Resistance to Darwin

I got back yesterday from a three-day stay in a hospital. Forced physical inactivity fertilizes my mind, so I’m full of ideas. But first I invite you to my opinion piece published yesterday: New economic thinking
“I hope we don’t restore our economy to the way it was. . . . By next Christmas I want, not an uptick in retail sales, but a wiser and more sober population of Americans.”

NPR featured Darwin in a thoughtful series celebrating his 200th birthday. One story told of a student who stormed out of a biology lesson, saying bitterly, “I am not kin to a monkey.” Darwin displaced humans as the pinnacle of creation, our God-image not the one true one. This was a blow similar to Copernicus’ blow in displacing the earth as the center of the universe.

It’s humbling to be put in place alongside others of our kind. The same bitterness infects Christians upon learning that our religion is not the pinnacle of religions.

Today most well-educated Christians have no problem with evolution, seeing it as simply the way that God creates. As other religions invade our world, I’m confident that common sense will nudge Christians to accept their humble place alongside other religions. In God Is Not Three Guys in the Sky I offer ways to cherish our traditions and language while realistically accepting our place among religions.

▶ [Questions on the material]
a) In the post on resistance to Darwin, what did the student say when storming out of the biology lesson?
b) Print the part of the post on resistance to Darwin starting with "NPR featured Darwin" and going on through "of the universe.".

Collected data entries
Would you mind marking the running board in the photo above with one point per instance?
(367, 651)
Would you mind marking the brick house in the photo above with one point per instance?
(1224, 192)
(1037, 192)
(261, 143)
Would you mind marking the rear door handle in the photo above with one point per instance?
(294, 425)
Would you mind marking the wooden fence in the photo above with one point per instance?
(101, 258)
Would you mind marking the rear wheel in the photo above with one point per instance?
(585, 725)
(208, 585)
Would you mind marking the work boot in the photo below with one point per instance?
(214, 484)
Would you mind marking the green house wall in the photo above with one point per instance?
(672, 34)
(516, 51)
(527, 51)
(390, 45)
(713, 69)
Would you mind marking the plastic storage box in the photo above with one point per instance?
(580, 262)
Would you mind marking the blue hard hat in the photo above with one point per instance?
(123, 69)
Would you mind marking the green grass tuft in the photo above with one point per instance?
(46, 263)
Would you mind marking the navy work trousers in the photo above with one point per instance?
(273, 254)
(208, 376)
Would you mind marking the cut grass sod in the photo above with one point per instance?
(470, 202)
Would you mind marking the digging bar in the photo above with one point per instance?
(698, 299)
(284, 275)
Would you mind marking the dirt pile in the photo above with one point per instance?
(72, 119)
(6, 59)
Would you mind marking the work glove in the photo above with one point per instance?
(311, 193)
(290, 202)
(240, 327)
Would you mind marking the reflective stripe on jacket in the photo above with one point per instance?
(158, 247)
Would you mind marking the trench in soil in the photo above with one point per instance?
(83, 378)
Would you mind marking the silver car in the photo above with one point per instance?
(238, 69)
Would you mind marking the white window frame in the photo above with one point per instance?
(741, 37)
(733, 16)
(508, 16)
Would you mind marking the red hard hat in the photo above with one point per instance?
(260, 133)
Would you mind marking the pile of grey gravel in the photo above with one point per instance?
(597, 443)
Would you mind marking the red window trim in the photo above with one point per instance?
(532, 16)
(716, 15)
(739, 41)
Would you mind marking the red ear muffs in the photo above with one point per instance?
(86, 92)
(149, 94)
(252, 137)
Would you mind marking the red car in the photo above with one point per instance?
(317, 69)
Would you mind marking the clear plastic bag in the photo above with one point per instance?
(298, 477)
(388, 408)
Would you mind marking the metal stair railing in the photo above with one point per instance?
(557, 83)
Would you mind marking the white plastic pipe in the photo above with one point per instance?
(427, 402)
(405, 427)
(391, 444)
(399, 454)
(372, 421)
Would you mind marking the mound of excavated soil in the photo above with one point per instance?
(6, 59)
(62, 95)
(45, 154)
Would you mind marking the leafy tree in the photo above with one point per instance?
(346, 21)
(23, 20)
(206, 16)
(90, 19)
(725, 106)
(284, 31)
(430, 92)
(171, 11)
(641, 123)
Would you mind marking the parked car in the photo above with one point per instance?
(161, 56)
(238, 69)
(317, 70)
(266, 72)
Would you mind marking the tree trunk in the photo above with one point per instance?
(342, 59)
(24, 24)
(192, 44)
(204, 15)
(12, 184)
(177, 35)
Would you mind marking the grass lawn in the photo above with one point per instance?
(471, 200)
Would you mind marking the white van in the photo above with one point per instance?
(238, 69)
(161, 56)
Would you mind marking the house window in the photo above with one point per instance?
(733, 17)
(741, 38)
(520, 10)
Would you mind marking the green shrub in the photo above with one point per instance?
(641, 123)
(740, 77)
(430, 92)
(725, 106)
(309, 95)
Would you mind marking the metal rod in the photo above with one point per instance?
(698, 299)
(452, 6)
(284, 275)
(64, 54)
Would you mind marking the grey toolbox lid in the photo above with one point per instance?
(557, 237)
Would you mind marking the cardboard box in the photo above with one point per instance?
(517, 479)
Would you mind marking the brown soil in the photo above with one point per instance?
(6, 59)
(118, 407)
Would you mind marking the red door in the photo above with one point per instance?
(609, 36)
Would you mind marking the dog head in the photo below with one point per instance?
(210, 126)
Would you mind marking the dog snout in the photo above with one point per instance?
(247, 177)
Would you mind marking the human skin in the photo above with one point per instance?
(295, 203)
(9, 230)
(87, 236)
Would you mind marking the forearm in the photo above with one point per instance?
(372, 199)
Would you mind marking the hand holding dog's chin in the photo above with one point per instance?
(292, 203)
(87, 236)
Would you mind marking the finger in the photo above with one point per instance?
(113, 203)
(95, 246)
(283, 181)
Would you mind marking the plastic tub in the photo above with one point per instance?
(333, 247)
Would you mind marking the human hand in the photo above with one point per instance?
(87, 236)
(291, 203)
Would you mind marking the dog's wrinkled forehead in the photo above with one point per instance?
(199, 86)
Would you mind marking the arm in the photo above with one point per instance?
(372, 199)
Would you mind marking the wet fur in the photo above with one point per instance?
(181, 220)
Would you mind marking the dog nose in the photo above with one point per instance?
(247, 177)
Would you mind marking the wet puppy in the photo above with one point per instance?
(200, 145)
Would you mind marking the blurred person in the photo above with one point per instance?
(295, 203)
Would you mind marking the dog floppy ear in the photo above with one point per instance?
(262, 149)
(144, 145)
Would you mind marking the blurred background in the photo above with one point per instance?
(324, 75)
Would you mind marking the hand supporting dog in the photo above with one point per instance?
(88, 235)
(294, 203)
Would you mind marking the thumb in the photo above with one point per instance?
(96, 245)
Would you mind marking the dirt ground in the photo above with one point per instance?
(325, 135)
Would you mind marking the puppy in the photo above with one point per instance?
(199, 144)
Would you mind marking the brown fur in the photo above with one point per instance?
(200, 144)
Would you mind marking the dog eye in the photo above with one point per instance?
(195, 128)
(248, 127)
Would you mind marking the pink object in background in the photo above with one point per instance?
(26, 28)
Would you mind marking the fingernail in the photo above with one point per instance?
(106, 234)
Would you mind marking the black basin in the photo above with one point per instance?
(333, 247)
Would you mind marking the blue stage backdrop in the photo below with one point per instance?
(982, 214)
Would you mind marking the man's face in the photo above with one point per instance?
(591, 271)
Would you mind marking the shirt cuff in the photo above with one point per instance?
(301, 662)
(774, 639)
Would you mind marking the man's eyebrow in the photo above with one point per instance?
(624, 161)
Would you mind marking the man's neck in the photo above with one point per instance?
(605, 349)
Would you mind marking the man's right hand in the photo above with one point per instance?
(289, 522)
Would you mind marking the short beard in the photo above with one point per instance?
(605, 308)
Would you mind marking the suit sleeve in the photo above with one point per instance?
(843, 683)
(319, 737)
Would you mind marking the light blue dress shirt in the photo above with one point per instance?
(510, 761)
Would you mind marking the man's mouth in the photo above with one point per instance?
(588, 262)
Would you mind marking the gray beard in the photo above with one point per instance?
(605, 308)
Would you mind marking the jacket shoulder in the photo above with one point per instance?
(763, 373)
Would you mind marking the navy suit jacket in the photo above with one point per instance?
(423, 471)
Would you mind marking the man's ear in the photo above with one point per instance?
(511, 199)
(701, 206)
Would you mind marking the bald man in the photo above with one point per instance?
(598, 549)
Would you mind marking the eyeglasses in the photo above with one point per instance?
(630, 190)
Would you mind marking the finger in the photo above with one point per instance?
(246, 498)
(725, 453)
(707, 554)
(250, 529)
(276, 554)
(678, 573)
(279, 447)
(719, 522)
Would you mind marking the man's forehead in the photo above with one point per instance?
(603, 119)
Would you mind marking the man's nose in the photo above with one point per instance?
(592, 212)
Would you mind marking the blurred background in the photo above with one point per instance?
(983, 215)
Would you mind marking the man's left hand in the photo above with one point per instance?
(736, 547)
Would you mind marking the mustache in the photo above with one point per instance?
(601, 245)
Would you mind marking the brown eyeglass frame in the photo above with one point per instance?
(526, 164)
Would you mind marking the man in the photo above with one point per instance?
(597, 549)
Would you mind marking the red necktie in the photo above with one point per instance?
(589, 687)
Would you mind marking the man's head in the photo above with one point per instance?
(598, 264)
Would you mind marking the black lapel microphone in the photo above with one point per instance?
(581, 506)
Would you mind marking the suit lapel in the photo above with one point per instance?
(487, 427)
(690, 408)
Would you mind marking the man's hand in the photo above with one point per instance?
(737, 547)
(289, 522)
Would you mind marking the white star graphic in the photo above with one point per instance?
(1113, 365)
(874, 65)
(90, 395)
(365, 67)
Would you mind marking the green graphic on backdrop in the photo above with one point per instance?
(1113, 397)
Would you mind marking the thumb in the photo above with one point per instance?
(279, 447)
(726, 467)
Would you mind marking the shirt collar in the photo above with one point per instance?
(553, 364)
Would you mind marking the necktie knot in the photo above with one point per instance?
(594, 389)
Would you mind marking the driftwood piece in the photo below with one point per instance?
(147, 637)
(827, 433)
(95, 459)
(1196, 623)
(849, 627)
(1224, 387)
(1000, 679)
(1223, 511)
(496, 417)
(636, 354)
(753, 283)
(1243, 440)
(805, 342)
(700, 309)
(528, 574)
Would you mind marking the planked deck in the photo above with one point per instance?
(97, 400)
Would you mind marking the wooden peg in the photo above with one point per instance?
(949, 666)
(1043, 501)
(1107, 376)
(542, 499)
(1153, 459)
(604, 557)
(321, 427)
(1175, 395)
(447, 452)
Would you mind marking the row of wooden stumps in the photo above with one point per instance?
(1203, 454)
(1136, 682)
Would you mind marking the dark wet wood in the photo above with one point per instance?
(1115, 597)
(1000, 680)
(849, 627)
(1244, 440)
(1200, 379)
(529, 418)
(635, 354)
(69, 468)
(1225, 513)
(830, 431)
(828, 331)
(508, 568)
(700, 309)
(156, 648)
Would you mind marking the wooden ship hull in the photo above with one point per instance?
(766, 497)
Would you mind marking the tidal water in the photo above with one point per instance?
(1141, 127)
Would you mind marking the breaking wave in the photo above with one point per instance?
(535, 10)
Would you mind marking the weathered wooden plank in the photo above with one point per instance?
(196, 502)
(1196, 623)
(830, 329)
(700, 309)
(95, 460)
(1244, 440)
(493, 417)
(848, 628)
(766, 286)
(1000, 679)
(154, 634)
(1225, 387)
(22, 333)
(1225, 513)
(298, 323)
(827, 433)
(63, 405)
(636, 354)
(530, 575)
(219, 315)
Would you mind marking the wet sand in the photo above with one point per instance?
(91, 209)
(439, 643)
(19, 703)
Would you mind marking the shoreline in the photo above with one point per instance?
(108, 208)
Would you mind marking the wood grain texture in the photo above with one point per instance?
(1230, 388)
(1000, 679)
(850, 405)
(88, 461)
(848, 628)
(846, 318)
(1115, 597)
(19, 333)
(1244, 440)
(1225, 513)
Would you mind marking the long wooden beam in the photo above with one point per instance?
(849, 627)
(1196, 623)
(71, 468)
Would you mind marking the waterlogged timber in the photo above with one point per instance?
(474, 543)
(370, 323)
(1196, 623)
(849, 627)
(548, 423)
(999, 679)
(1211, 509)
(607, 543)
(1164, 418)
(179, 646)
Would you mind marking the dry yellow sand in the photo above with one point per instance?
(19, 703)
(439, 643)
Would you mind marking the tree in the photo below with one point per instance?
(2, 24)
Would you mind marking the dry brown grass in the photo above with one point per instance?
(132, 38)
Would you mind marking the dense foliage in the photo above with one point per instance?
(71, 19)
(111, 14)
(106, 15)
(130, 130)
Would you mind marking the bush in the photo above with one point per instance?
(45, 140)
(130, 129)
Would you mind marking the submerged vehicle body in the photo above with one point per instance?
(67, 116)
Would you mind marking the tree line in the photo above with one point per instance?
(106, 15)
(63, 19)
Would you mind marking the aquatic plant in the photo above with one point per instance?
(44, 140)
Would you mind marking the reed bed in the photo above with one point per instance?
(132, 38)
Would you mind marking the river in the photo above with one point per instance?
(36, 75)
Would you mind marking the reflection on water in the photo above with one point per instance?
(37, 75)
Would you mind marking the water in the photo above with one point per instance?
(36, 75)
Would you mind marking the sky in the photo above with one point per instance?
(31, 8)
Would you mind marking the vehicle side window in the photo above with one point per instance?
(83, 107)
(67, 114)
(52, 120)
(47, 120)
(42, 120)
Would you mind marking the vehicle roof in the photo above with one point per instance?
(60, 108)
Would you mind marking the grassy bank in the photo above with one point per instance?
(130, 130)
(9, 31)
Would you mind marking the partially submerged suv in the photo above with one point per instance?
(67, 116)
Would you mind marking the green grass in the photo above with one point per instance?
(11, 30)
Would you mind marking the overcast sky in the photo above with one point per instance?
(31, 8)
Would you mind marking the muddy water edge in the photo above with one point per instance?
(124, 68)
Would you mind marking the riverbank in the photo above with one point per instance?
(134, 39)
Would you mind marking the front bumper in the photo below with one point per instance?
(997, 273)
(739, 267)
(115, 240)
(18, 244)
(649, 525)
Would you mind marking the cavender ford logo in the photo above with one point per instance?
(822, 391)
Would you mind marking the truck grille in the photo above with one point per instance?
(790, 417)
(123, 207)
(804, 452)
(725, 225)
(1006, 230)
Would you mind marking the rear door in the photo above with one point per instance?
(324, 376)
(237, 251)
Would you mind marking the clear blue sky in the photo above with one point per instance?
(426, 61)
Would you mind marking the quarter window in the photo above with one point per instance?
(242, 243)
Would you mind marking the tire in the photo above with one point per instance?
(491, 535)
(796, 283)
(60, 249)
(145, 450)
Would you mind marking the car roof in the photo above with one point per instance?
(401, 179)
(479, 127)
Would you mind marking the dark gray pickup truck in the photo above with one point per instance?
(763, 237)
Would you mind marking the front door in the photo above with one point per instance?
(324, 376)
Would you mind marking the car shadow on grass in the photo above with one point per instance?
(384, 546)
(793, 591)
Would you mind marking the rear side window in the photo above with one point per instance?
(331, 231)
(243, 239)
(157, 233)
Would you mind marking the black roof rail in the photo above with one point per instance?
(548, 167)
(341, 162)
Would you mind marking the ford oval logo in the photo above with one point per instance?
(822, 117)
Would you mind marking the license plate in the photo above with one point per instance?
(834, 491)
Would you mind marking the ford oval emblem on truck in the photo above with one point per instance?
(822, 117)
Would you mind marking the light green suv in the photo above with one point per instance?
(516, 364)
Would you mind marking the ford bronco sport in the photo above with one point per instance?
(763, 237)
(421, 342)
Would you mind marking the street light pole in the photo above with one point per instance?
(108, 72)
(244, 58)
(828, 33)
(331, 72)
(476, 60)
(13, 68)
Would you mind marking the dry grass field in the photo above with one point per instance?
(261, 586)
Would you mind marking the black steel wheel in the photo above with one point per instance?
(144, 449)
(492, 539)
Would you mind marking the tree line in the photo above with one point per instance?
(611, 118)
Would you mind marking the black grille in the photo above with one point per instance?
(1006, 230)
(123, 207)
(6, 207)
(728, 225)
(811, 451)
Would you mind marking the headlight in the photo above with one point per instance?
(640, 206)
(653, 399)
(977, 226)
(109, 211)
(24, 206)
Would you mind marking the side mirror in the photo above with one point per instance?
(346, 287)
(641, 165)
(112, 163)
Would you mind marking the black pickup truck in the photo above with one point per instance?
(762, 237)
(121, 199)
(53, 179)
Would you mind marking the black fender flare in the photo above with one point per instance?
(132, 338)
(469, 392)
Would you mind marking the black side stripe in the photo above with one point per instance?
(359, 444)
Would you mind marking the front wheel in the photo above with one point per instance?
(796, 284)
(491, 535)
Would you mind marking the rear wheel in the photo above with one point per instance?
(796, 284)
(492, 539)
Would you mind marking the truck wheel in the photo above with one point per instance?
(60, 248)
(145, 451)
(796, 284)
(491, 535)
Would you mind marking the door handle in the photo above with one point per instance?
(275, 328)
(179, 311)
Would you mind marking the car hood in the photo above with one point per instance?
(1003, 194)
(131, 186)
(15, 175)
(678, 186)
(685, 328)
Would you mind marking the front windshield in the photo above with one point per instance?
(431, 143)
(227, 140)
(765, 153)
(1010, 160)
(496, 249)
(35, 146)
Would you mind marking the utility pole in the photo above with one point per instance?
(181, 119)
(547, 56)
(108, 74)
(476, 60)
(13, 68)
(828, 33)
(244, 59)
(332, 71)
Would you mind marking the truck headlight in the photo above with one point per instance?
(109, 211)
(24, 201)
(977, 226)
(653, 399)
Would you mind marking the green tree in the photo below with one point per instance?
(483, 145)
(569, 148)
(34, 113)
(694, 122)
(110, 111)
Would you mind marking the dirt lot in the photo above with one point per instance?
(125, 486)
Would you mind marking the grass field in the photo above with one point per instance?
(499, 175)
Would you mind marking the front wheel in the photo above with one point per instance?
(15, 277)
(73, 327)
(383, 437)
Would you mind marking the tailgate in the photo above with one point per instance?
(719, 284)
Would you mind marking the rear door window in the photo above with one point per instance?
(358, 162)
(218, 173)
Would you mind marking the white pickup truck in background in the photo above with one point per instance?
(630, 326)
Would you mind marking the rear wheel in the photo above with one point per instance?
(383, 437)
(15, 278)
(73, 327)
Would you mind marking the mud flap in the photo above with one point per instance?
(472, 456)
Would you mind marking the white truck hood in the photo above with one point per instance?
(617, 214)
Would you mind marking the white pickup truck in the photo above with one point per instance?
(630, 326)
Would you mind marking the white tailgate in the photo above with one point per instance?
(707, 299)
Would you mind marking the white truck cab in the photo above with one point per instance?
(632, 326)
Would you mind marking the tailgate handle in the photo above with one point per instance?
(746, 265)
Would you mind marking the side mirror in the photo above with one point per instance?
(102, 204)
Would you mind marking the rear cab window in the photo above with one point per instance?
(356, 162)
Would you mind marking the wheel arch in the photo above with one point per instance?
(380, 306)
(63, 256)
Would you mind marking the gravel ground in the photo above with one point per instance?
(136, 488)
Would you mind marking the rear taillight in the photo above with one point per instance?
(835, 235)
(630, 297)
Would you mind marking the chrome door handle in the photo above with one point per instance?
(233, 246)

▶ [Answers to the problems]
a) "I am not kin to a monkey."

b)
NPR featured Darwin in a thoughtful series celebrating his 200th birthday. One story told of a student who stormed out of a biology lesson, saying bitterly, “I am not kin to a monkey.” Darwin displaced humans as the pinnacle of creation, our God-image not the one true one. This was a blow similar to Copernicus’ blow in displacing the earth as the center of the universe.